BEGIN DATA TO PROCESS

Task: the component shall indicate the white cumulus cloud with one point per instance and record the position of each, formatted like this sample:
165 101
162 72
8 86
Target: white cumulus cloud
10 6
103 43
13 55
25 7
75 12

END DATA TO PROCESS

> **TASK INSTRUCTIONS**:
Whatever appears in the data above must be copied word for word.

> **TASK OUTPUT**:
Task: the component shall indicate the white cumulus cloud with one point per instance and record the position of each, formatted like this sample:
165 101
162 72
8 86
Target: white cumulus cloud
10 6
103 43
13 55
25 7
75 12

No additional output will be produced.